**Your task**: Continue the GAO decision on ACC's protest of the Fort Campbell high school contract award, starting after its final sentence.

We deny the protest.

DOCUMENT FOR PUBLIC RELEASE
The decision issued on the date below was subject to a GAO Protective Order. This redacted version has been approved for public release.

Decision

Matter of: ACC Construction-McKnight Joint Venture, LLC

File: B-411073

Date: April 30, 2015

Karl Dix, Jr., Esq., Smith, Currie & Hancock LLP, for the protester.
Joseph J. Dyer, Esq., Bennett D. Greenberg, Esq., and Rhett E. Petcher, Esq., Seyfarth Shaw LLP, for Walsh Group Ventures, the intervenor.
Travis D. Van Ort, Esq., Department of the Army, for the agency.
Matthew T. Crosby, Esq., and Christina Sklarew, Esq., Office of the General Counsel, GAO, participated in the preparation of the decision.

DIGEST

Protest alleging agency unreasonably evaluated protester’s construction schedule is denied where record reflects protester’s schedule lacked adequate detail and evaluation was otherwise reasonable and consistent with terms of solicitation.

DECISION

ACC Construction-McKnight Joint Venture, LLC (ACC), of Augusta, Georgia, protests the award of a contract to Walsh Group Ventures, of Chicago, Illinois, by the Department of the Army, Corps of Engineers, under request for proposals (RFP) No. W912QR-14-R-0022 for construction of a high school at Fort Campbell, Kentucky. ACC alleges the agency’s evaluation of its proposal was unreasonable.

We deny the protest.

**Data listing**:
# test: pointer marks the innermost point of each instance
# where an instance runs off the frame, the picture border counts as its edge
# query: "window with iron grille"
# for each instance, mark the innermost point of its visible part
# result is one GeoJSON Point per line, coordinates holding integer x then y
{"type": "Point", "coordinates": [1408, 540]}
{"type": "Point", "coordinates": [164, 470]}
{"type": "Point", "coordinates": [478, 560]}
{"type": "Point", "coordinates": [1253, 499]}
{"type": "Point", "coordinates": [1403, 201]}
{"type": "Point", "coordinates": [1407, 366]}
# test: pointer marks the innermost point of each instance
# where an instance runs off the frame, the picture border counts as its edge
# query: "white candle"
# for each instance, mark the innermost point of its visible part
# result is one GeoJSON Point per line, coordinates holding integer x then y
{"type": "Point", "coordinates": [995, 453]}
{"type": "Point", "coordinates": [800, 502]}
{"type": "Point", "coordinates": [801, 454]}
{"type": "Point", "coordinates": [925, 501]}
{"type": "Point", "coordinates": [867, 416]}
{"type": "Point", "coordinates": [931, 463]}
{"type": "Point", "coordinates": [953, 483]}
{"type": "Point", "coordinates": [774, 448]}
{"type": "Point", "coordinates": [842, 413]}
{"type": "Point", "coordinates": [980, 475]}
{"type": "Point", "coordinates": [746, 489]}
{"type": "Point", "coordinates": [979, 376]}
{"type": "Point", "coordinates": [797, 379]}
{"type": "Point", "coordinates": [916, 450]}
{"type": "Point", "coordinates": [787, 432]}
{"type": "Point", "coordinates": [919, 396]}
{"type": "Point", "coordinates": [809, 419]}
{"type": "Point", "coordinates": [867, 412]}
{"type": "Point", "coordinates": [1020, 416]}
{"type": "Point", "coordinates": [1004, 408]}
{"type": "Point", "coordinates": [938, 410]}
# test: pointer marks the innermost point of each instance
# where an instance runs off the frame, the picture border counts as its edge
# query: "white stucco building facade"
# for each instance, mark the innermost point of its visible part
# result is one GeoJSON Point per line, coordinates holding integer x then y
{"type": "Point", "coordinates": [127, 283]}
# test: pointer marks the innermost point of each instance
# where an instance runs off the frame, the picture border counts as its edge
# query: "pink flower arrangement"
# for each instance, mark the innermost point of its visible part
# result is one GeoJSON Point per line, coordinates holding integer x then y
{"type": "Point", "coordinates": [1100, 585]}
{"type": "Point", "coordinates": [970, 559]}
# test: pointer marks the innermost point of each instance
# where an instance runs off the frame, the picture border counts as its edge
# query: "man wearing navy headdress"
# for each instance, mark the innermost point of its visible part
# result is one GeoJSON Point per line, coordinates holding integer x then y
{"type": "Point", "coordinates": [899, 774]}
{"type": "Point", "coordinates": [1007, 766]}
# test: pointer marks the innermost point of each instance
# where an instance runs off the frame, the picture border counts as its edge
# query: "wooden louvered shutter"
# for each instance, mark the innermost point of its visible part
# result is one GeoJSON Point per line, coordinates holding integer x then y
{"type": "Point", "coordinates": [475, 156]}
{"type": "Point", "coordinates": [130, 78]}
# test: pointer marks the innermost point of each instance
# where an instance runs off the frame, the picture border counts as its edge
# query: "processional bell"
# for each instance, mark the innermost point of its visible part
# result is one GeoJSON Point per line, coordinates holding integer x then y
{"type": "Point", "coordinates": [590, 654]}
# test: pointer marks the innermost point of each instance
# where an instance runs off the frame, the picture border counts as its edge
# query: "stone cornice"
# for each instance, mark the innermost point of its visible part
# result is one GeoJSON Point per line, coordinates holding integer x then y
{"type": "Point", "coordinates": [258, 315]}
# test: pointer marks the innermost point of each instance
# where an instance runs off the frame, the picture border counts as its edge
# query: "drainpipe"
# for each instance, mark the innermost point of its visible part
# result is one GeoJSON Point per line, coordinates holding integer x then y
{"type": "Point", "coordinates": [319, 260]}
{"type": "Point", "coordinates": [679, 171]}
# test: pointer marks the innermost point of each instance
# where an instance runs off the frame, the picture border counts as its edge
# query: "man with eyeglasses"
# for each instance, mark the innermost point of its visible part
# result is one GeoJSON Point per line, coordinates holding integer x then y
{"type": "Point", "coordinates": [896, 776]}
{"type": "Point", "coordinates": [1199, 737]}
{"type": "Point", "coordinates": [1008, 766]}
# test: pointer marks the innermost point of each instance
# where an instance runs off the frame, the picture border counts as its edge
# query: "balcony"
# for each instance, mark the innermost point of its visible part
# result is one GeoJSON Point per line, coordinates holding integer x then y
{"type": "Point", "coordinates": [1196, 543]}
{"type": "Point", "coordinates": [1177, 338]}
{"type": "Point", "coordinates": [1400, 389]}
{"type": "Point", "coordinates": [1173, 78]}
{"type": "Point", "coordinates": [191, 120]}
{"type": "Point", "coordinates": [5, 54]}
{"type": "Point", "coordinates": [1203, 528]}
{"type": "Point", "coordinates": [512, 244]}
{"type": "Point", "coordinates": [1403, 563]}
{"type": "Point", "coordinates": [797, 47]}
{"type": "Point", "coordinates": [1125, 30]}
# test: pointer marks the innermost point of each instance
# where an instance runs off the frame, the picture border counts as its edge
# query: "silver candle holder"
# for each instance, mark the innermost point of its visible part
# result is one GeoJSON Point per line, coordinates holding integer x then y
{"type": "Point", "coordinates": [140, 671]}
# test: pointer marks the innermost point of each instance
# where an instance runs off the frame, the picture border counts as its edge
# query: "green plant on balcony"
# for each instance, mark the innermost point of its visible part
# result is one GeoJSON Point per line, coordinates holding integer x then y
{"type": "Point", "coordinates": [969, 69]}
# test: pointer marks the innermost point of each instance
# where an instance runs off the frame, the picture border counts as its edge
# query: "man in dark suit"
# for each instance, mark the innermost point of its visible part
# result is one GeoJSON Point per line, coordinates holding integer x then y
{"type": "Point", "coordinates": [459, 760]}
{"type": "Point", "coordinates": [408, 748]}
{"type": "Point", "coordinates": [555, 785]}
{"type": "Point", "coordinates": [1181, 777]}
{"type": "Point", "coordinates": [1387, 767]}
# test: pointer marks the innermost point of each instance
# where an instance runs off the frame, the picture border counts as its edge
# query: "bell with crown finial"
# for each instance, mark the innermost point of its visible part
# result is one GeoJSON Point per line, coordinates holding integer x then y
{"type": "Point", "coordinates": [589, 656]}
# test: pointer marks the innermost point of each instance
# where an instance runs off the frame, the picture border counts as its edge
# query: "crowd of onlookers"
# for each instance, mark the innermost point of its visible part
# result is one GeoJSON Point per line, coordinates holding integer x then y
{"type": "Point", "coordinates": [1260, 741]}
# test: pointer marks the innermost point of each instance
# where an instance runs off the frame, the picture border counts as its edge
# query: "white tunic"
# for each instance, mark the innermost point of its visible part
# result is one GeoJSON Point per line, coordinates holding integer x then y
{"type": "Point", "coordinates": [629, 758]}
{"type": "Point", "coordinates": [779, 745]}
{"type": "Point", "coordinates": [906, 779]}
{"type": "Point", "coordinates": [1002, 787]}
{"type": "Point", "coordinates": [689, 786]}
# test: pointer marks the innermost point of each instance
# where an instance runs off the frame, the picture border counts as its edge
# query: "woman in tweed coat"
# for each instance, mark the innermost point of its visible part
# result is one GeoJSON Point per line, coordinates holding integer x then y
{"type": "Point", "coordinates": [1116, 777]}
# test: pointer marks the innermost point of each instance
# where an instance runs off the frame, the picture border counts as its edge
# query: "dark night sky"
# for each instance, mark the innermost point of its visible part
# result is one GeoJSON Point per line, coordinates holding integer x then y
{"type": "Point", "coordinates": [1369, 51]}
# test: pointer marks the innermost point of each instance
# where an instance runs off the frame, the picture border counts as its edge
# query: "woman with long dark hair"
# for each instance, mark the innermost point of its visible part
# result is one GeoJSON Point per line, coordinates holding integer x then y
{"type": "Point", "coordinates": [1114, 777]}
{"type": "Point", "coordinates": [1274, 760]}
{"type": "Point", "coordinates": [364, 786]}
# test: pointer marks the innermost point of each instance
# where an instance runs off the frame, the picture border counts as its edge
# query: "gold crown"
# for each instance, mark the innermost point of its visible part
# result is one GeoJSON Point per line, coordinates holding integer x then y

**Result for this exercise**:
BACKGROUND

The solicitation, issued on June 20, 2014, contemplated the award of a fixed-price contract for the construction of a high school at Fort Campbell, Kentucky. RFP at 1, 4.[1] The solicitation provided that award would be made on a best-value tradeoff basis considering the following factors, listed in descending order of importance: past performance; management; small business participation plan; and price. RFP at 5-6. The management factor included two subfactors: management plan and schedule. Id. at 6.

Under the management factor and subfactors, proposals were to be assigned adjectival ratings of outstanding, good, acceptable, marginal, or unacceptable. RFP at 7, 10. As relevant here, the unacceptable rating was defined as: “Proposal does not meet requirements and contains one or more deficiencies and is unawardable.” Id. at 7. A deficiency was defined as a “material failure of a proposal to meet a Government requirement or a combination of significant weaknesses in a proposal that increases the risk of unsuccessful contract performance to an unacceptable level.” Id.

Under the schedule subfactor, the solicitation instructed offerors to provide a schedule showing how the work would be performed. RFP at 10. The schedule was to show, among other things, “the construction phases for [the] storm water box culvert installation and stabilization.” Id. at 11. The solicitation stated the schedule would be evaluated “to assess the strength of [the offeror’s] understanding of events associated with the construction process and completion requirements.” Id.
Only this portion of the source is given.